OBJETIVO DO EXERCÍCIO: Transcreva literalmente, do texto sobre a nova tarifa de Trump, o trecho que se inicia nas palavras que contêm "A nova tarifa" e se encerra em "Lula possa adotar.".

TEXTO:
Uma reação pragmática e provável é buscar mercados alternativos sem fazer alardes”
Welber Barral
Para o professor do Instituto de Relações Internacionais da Universidade de São Paulo Jorge Amâncio Oliveira, a “declaração deixa nítido um elemento de assuntos políticos domésticos vinculados à retaliação comercial, e isso é algo muito atípico na diplomacia.”
As razões mais políticas do que técnicas por trás da decisão demandam “mais do que nunca os diplomatas entrem em ação”, defende Castro: “O abacaxi está na mão do Itamaraty.” Sua análise é de que ainda haverá muita negociação até a medida entrar em vigor, em 1º de agosto, e a sobretaxa pode ficar menor.
A nova tarifa pegou de surpresa setores importantes da indústria nacional. Mesmo quem avalia não sofrer impactos diretos sobre suas atividades, teme os efeitos secundários sobre o conjunto da economia e as consequências das possíveis retaliações que o governo Lula possa adotar.
Para o presidente executivo do Instituto Aço Brasil, Marco Polo de Mello Lopes, a decisão de Trump tem caráter político e pode prejudicar o andamento das tratativas entre os dois países em torno da reciprocidade tarifária. “Esse acirramento foi uma decisão política. Acaba por prejudicar o que estava sendo encaminhado na discussão da renovação do acordo iniciado em 2018, quando Trump também aplicou uma taxa de 25% sobre o aço”, afirmou.

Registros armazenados

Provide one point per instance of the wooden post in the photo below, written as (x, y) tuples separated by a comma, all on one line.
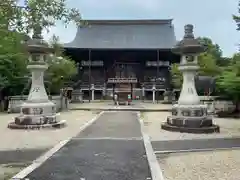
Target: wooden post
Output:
[(89, 74)]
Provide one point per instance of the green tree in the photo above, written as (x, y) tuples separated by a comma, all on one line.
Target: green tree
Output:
[(229, 81), (236, 18)]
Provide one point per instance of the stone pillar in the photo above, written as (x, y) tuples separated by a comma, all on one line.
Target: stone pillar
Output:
[(143, 92), (154, 93), (92, 90), (188, 95), (104, 91), (37, 109), (189, 115)]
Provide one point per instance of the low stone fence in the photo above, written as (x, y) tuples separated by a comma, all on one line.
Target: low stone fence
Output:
[(16, 101)]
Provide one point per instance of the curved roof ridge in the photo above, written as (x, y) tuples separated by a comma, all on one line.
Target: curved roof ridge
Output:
[(128, 21)]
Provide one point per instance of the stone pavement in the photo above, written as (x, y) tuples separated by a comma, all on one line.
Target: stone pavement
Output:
[(229, 128), (211, 165), (109, 106), (110, 149), (195, 145), (41, 139), (18, 148)]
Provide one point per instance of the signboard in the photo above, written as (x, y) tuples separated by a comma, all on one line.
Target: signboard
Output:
[(157, 63), (92, 63), (122, 80)]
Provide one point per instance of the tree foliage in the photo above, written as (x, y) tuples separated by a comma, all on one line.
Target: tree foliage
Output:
[(229, 81), (236, 18), (207, 61)]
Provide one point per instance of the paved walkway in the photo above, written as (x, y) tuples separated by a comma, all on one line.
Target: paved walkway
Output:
[(109, 106), (110, 149), (195, 145)]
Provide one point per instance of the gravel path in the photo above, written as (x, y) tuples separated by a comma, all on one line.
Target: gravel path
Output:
[(152, 120), (215, 165), (33, 139)]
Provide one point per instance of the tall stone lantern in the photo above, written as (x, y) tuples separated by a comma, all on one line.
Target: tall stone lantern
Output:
[(189, 115), (37, 111)]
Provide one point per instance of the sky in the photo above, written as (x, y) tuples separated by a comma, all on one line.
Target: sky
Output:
[(211, 18)]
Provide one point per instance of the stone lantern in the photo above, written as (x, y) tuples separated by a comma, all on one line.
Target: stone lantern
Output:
[(189, 115), (37, 111)]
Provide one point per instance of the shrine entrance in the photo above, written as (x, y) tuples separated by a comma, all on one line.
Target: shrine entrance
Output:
[(123, 87)]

ESPAÇO DE RESPOSTA:
A nova tarifa pegou de surpresa setores importantes da indústria nacional. Mesmo quem avalia não sofrer impactos diretos sobre suas atividades, teme os efeitos secundários sobre o conjunto da economia e as consequências das possíveis retaliações que o governo Lula possa adotar.